**ПРЕДОСТАВЛЕННЫЙ ФРАГМЕНТ**
Вообразите себя посреди торжества стихийной революции в России. Государство и вместе с ним все общественно-политические порядки сломаны. Народ весь встал, взял все, что ему понадобилось, и разогнал всех своих супостатов. Нет более ни законов, ни власти. Взбунтовавшийся океан изломал все плотины. Вся эта далеко не однородная, а, напротив, чрезвычайно разнородная масса, покрывающая необъятное пространство всероссийской империи всероссийским народом, начала жить и действовать из себя, из того, что она есть в самом деле, а не из того более, чем ей было приказано быть, везде по-своему, — повсеместная анархия. Взбаламученная грязь, которой огромное количество накопилось в народе, всплывает вверх; является на разных пунктах множество новых лиц, смелых, умных, бессовестных и честолюбивых, которые, разумеется, стремятся, каждый по-своему, овладеть народным доверием и направить его к своей личной пользе. Люди эти сталкиваются, борются, уничтожают друг друга. Кажется, ужасная и безвыходная анархия.

**ЦЕЛЬ ЗАДАНИЯ**
Продолжите текст о стихийной революции в России, начав сразу после его последнего предложения.

(Записи с координатной разметкой)
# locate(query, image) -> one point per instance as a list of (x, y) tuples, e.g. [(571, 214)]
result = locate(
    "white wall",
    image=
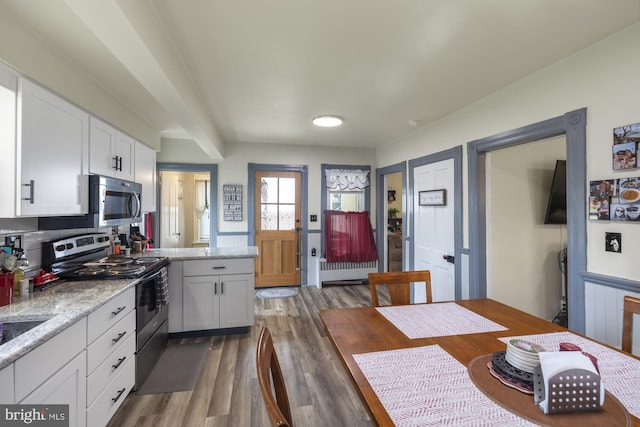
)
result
[(234, 168), (521, 250), (603, 78), (33, 58)]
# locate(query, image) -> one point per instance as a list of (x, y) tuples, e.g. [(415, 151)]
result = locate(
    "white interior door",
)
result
[(434, 230), (172, 221)]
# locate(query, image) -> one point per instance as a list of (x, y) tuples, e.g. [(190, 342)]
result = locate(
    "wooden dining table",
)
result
[(363, 330)]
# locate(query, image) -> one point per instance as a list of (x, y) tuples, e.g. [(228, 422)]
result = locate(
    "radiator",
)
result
[(347, 271)]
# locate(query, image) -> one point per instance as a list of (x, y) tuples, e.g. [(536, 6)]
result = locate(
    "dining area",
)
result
[(430, 364)]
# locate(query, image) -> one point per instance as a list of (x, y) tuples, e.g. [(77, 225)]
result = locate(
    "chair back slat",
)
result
[(631, 307), (271, 380), (399, 285)]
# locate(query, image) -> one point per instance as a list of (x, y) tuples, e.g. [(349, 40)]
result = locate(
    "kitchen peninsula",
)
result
[(51, 362)]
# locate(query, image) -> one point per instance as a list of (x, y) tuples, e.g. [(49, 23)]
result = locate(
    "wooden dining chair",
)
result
[(399, 285), (631, 307), (272, 387)]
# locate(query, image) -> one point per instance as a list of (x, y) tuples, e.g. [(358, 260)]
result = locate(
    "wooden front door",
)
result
[(277, 222)]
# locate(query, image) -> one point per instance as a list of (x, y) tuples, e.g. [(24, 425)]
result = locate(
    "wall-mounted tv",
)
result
[(557, 204)]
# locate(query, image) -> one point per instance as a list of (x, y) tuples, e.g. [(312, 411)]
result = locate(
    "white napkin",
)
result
[(552, 363)]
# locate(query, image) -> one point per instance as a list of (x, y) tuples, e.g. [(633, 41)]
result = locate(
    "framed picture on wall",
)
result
[(432, 198), (625, 156)]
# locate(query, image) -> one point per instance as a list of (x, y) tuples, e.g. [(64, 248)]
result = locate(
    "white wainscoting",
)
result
[(603, 315)]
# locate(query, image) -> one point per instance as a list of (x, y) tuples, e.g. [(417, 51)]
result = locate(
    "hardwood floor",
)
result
[(227, 392)]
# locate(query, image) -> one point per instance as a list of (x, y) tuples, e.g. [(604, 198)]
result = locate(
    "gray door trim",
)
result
[(454, 153), (573, 126)]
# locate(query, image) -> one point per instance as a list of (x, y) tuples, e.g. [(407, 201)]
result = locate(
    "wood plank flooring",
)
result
[(227, 392)]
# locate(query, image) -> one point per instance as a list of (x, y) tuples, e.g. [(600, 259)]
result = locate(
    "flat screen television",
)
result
[(557, 204)]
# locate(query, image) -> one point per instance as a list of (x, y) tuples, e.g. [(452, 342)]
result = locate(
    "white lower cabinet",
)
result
[(55, 373), (113, 394), (7, 395), (90, 366), (111, 346), (217, 293), (66, 386)]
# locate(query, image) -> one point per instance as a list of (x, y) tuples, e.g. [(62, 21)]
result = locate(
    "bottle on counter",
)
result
[(116, 245), (18, 276)]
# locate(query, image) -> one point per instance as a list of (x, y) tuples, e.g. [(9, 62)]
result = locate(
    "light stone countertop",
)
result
[(65, 304)]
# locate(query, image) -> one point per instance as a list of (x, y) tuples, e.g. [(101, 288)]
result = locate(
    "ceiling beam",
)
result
[(133, 33)]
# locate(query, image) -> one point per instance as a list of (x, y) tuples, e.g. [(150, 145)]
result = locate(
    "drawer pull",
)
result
[(117, 365), (115, 399), (120, 335)]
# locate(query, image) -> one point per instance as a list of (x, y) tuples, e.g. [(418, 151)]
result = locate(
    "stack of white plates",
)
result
[(523, 354)]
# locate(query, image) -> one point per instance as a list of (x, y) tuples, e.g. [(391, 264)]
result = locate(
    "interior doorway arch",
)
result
[(573, 126)]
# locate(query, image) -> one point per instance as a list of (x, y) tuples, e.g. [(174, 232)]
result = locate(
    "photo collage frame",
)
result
[(618, 199), (626, 140), (615, 199)]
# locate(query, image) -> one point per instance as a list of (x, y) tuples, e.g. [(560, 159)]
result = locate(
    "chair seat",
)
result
[(399, 285)]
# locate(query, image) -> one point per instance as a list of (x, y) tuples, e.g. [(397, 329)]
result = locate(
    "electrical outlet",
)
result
[(14, 242)]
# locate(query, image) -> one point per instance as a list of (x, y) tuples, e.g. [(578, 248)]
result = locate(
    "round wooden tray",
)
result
[(613, 413)]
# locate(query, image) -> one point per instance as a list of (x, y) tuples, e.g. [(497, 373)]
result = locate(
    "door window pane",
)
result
[(269, 217), (287, 217), (287, 190), (269, 190)]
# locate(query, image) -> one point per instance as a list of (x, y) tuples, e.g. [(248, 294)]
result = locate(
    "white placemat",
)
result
[(619, 372), (425, 386), (437, 320)]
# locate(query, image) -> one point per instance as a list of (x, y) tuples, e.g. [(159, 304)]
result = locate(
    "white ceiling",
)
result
[(219, 71)]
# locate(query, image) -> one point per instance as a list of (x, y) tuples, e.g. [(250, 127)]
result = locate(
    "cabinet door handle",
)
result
[(115, 399), (120, 335), (31, 186), (117, 365)]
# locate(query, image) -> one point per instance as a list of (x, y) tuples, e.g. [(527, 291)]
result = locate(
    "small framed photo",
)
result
[(432, 197), (613, 242), (625, 156)]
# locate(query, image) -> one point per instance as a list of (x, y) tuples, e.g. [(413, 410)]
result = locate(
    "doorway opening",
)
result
[(390, 213), (573, 126), (276, 216), (187, 205)]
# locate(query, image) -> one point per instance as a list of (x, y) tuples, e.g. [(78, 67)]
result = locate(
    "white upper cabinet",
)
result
[(145, 174), (51, 154), (112, 153), (8, 102)]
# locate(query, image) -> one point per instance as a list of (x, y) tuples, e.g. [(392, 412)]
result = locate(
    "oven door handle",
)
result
[(134, 209), (144, 280)]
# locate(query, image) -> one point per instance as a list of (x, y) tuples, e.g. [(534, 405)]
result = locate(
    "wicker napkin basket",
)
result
[(571, 390)]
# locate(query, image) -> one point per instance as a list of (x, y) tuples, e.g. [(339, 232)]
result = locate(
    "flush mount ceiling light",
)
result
[(327, 121)]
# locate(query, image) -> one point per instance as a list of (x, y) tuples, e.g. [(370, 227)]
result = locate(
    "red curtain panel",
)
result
[(349, 237)]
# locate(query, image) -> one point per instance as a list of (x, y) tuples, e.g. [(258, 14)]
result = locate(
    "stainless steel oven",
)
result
[(152, 314), (86, 257)]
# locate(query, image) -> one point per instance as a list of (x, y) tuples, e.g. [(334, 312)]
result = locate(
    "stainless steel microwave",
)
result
[(112, 202)]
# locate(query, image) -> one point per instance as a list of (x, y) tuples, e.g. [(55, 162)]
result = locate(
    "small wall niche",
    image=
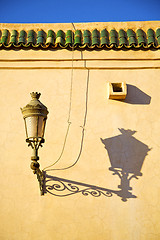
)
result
[(117, 91)]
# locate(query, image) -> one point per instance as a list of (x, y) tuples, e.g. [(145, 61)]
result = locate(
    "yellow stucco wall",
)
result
[(102, 134)]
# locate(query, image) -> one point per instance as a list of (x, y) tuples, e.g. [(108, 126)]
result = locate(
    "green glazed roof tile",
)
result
[(87, 37), (13, 38), (95, 37), (40, 37), (140, 37), (22, 37), (50, 37), (123, 38), (78, 38), (69, 37), (113, 37), (131, 37), (30, 37), (5, 35), (104, 37)]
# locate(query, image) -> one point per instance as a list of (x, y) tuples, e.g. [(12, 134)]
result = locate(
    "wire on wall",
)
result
[(69, 115)]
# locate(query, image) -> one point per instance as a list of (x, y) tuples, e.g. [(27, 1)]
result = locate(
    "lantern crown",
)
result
[(34, 107)]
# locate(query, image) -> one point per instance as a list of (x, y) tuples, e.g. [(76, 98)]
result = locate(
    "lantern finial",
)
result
[(35, 95)]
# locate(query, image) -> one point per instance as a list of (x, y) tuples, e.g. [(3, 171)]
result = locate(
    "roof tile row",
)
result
[(78, 39)]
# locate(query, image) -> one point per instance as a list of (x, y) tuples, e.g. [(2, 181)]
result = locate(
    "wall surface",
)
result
[(101, 156)]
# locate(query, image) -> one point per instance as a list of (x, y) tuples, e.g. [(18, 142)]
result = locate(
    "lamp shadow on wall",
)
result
[(126, 155), (136, 96)]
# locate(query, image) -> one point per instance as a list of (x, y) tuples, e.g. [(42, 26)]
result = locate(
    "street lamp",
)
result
[(35, 116)]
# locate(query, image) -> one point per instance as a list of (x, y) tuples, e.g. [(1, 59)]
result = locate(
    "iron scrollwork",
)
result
[(62, 187)]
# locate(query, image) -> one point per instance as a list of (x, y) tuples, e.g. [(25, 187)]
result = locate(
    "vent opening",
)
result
[(117, 87)]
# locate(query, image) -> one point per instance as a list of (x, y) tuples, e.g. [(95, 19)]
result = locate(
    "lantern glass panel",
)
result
[(35, 126)]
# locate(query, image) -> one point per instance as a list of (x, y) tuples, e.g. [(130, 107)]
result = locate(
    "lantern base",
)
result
[(41, 178)]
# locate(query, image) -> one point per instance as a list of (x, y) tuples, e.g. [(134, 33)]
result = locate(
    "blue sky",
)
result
[(56, 11)]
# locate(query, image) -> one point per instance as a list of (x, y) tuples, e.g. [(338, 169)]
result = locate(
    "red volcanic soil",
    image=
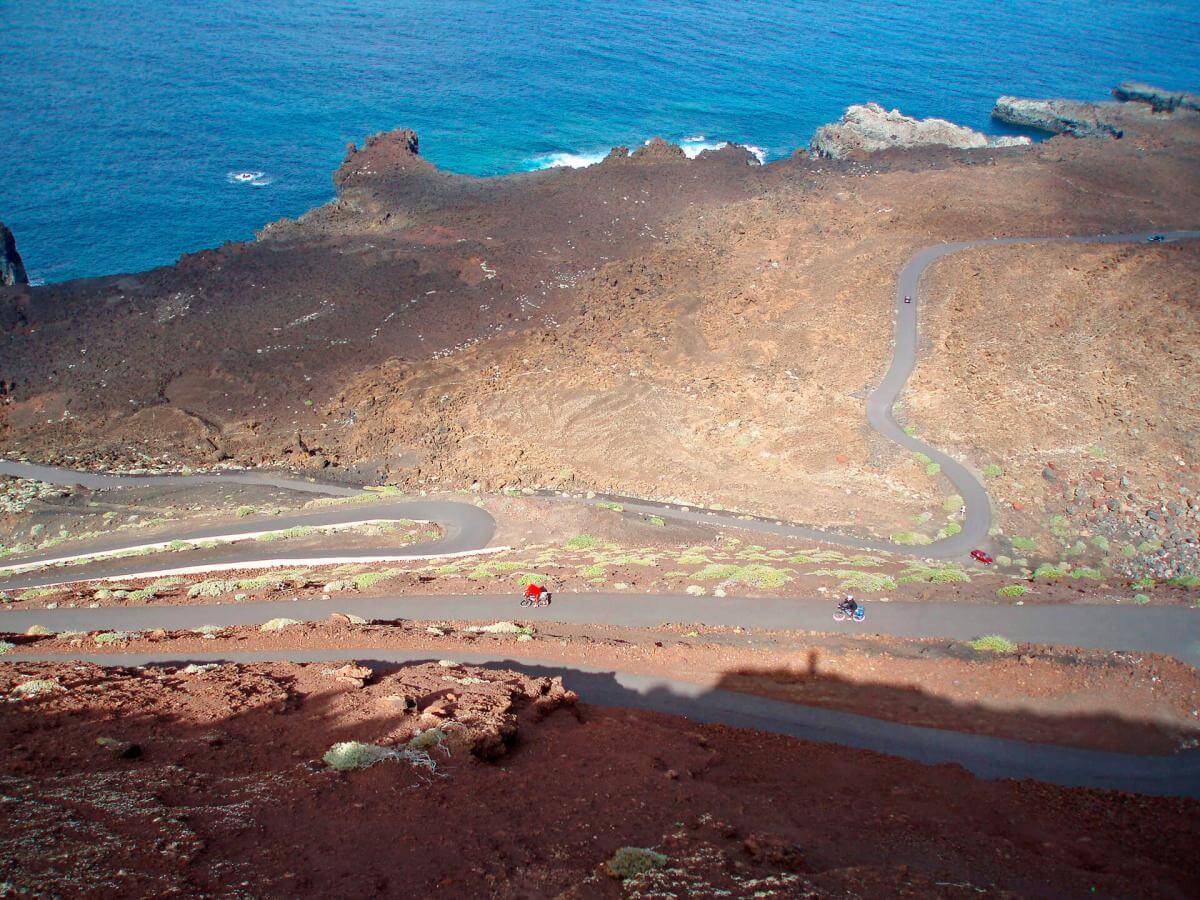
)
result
[(157, 781)]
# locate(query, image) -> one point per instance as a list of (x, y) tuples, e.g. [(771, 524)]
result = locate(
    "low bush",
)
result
[(583, 541), (994, 643), (628, 862), (855, 580)]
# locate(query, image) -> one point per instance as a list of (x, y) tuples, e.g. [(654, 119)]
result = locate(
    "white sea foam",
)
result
[(574, 161), (693, 147), (257, 179)]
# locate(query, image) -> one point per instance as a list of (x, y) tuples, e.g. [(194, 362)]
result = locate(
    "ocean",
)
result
[(137, 131)]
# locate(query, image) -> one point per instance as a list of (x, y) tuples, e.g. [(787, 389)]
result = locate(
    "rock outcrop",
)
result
[(1161, 101), (869, 129), (660, 150), (12, 269), (1057, 117), (383, 156)]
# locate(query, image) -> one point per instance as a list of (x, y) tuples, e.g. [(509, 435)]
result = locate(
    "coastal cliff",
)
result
[(1057, 117), (869, 127), (12, 269), (1159, 100)]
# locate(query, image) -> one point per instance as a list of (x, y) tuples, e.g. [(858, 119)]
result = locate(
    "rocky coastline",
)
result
[(12, 269), (868, 129)]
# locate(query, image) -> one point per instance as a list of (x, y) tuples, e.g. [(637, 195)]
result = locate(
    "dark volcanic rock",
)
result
[(659, 150), (1059, 117), (12, 269), (867, 129), (1161, 101), (382, 156)]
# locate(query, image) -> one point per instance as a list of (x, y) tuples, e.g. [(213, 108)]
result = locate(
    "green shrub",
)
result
[(628, 862), (366, 580), (583, 541), (994, 643), (717, 571), (36, 687), (351, 755), (855, 580), (1049, 570), (933, 575)]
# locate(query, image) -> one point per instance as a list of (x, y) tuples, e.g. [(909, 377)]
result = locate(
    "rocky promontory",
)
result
[(12, 269), (1159, 100), (1057, 117), (869, 127)]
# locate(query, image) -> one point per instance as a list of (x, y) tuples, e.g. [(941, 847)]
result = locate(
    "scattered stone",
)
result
[(121, 749), (349, 673), (277, 624), (198, 669), (499, 628)]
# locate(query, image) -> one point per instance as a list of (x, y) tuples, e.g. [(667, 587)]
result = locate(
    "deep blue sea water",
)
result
[(124, 121)]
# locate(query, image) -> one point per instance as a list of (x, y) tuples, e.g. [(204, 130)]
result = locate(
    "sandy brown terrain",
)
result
[(165, 780), (1105, 431), (1139, 703), (701, 329)]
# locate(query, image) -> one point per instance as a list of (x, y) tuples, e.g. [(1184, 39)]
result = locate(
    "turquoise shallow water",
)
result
[(125, 123)]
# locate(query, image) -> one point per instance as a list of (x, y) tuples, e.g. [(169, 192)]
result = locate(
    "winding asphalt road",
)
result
[(467, 529), (985, 756)]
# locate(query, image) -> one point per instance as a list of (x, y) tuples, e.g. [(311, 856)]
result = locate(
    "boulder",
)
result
[(1159, 100), (12, 269), (869, 127), (1057, 117)]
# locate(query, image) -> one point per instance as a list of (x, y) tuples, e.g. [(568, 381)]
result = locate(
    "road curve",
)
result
[(466, 528), (984, 756), (880, 415), (1170, 630)]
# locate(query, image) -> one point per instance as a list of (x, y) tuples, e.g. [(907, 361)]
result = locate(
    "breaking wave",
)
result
[(691, 145)]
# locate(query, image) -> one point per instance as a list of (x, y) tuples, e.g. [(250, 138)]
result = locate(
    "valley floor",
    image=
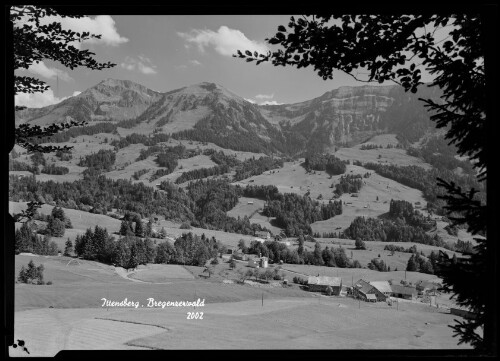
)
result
[(70, 314)]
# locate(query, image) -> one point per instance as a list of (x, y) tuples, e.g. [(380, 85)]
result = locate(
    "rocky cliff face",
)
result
[(109, 100), (209, 112)]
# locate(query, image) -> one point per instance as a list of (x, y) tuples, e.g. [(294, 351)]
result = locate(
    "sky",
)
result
[(167, 52)]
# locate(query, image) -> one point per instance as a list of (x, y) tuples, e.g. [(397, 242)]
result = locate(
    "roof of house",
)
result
[(404, 290), (382, 286), (324, 281), (428, 285), (363, 286)]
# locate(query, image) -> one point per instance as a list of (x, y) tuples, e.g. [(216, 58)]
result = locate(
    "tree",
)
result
[(34, 41), (55, 227), (165, 253), (31, 274), (411, 265), (242, 246), (139, 228), (378, 45), (133, 261), (126, 228), (210, 270), (150, 251), (359, 244)]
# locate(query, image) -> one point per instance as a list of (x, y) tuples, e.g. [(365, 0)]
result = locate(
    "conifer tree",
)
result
[(68, 248)]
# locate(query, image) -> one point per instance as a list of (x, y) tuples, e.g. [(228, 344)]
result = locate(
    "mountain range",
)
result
[(209, 112)]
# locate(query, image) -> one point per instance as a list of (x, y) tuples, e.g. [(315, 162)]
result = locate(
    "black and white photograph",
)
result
[(238, 180)]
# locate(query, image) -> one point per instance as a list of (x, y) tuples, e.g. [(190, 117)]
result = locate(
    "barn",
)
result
[(367, 292), (463, 312), (263, 234), (321, 283), (383, 286), (240, 255), (405, 292)]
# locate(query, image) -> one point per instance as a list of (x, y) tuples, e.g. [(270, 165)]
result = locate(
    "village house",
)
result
[(321, 283), (405, 292), (462, 312), (240, 255), (426, 286), (367, 292), (253, 262), (263, 234), (383, 286), (261, 262)]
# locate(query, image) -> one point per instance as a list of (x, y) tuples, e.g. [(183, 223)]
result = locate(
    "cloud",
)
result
[(39, 100), (225, 41), (274, 102), (142, 64), (41, 69), (103, 25), (260, 101), (264, 96)]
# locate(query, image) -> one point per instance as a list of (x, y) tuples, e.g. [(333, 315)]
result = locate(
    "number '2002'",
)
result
[(195, 316)]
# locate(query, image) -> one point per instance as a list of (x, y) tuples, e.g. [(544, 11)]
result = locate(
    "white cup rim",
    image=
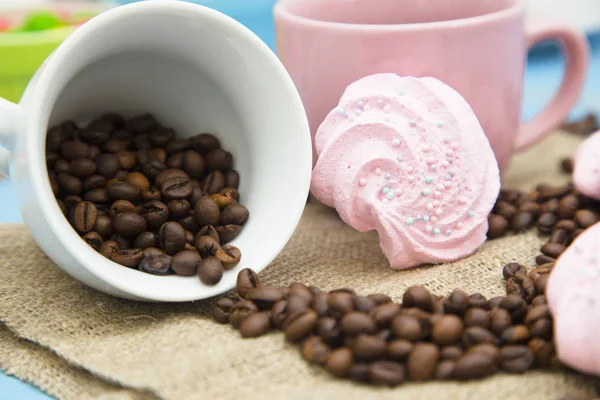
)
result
[(39, 182)]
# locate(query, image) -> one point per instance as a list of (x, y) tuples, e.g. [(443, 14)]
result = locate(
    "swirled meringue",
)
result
[(408, 158)]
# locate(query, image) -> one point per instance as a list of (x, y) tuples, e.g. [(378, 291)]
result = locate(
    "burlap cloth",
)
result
[(76, 343)]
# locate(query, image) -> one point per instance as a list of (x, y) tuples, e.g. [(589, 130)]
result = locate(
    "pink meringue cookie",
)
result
[(586, 167), (407, 157), (573, 294)]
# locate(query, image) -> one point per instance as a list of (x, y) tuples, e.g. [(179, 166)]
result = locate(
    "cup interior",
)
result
[(195, 71), (392, 12)]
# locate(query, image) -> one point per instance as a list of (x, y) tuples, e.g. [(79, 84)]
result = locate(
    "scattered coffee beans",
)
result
[(147, 200)]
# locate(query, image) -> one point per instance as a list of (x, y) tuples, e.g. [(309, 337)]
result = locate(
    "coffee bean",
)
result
[(522, 221), (300, 325), (209, 230), (314, 350), (145, 240), (229, 256), (418, 296), (457, 303), (422, 362), (474, 365), (222, 310), (185, 263), (263, 296), (240, 311), (356, 323), (85, 215), (369, 348), (386, 373), (546, 222), (207, 212), (553, 249), (210, 271), (497, 226), (585, 218), (339, 362), (206, 246), (246, 280), (257, 324), (129, 224), (232, 179), (177, 188), (171, 237), (127, 257), (516, 359), (448, 330)]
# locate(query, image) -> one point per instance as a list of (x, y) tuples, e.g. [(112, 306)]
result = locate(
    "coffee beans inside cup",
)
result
[(146, 199)]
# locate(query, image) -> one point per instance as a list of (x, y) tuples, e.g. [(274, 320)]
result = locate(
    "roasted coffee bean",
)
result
[(219, 159), (156, 264), (457, 303), (512, 269), (171, 237), (179, 208), (406, 327), (209, 230), (185, 263), (451, 353), (546, 222), (205, 142), (553, 249), (210, 271), (129, 224), (339, 362), (145, 240), (474, 365), (339, 303), (127, 257), (516, 359), (497, 226), (93, 239), (264, 297), (123, 191), (69, 183), (207, 212), (177, 146), (222, 310), (85, 215), (108, 248), (386, 373), (522, 221), (206, 246), (232, 179), (314, 350), (177, 188), (422, 362), (356, 323), (476, 335), (299, 325), (585, 218), (257, 324), (448, 330), (240, 311), (369, 348)]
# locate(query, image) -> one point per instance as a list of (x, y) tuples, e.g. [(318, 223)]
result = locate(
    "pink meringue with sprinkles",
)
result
[(408, 158)]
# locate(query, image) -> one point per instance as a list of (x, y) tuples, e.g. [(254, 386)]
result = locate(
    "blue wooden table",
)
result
[(543, 76)]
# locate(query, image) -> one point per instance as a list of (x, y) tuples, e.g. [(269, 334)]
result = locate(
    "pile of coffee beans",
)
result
[(558, 212), (374, 340), (146, 199)]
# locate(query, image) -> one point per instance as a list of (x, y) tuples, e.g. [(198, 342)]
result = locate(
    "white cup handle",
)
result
[(8, 118)]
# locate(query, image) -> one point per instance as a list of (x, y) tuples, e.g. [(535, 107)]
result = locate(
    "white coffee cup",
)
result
[(196, 70)]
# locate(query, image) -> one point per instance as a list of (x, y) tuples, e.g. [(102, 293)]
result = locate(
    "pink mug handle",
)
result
[(576, 50)]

**РЕЗУЛЬТАТ ЗАДАНИЯ**
Но представьте себе посреди этой всенародной анархии тайную организацию, разбросившую своих членов мелкими группами по целому пространству империи, но тем не менее крепко сплоченную, одушевленную единою мыслию, единою целью, применяемую везде, разумеется, сообразно обстоятельствам и везде действующую по тому же самому единому плану. Эти мелкие группы, никем не знаемые как такие, не имеют никакой официально признанной власти. Но, сильные своею мыслию, выражающей самую суть народных инстинктов, хотений и требований, своею ясно сознанною целию, посреди толпы людей, борющихся без всякой цели и без всякого плана, сильные, наконец, тою тесною солидарностью, которая связывает все темные группы в одно органическое целое, сильные умом и энергией членов, составляющих их и успевших создать вокруг себя круг людей, более или менее преданных той же мысли и подчиненных натурально их влиянию, — эти группы, не ища ничего для себя, ни льгот, ни чести, ни власти, будут в состоянии руководить народным движением наперекор всем честолюбивым лицам, разъединенным и борющимся между собою, и вести его к возможно полному осуществлению социально-экономического идеала и к организации полной народной свободы. Вот что я называю коллективною диктатурою тайной организации.

Эта диктатура чиста от всякого корыстолюбия, тщеславия и честолюбия, потому что она безлична, невидима и не доставляет ни одному из лиц, составляющих группы, ни самим группам ни выгоды, ни чести, ни официального признания власти. Она не угрожает свободе народа, потому что, лишенная всякого официального характера, она не становится, как государственная власть, над народом и потому что вся ее цель, определенная ее программою, состоит в полнейшем осуществлении народной свободы.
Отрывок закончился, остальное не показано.